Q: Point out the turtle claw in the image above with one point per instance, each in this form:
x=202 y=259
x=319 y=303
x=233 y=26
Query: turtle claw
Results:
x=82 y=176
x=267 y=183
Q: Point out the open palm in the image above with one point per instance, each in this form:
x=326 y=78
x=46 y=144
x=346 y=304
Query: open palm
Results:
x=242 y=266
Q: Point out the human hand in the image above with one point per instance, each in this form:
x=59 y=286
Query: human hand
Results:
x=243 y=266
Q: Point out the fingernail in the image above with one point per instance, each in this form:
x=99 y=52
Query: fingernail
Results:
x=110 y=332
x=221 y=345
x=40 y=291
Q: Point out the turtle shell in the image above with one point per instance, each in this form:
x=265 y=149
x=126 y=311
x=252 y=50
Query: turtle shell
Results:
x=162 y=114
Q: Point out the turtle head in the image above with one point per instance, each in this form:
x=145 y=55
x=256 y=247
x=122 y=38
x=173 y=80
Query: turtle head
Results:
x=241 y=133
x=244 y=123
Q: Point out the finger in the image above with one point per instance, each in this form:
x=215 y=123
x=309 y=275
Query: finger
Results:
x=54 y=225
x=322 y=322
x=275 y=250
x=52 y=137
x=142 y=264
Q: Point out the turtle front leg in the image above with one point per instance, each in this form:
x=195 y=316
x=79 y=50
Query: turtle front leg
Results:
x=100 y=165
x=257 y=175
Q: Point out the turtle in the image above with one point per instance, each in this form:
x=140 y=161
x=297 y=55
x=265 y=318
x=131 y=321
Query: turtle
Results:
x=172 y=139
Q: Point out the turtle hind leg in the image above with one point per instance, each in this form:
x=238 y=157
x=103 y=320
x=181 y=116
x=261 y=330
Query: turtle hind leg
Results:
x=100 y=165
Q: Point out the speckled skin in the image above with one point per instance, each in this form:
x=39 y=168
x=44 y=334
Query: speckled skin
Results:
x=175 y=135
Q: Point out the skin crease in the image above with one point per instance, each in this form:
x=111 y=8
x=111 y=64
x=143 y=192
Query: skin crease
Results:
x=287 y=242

--- --- ---

### Exercise brief
Please format the lines above, from the line containing "Q: Point out the speckled" up to and including the last line of the records, as a Markdown table with the columns Row and Entry. Number each line, and leave out any blank lines.

### Exercise output
| Row | Entry |
|---|---|
| 1 | Q: Point out the speckled skin in the image above with one point per instance, each in this form: |
| 2 | x=39 y=168 |
| 3 | x=44 y=334 |
| 4 | Query: speckled skin |
| 5 | Results: |
| 6 | x=175 y=135 |
| 7 | Q: Point out the skin crease in the image above with one point per instance, each in this form: |
| 8 | x=111 y=8 |
| 9 | x=111 y=64 |
| 10 | x=143 y=192 |
| 11 | Query: skin crease |
| 12 | Results: |
| 13 | x=287 y=242 |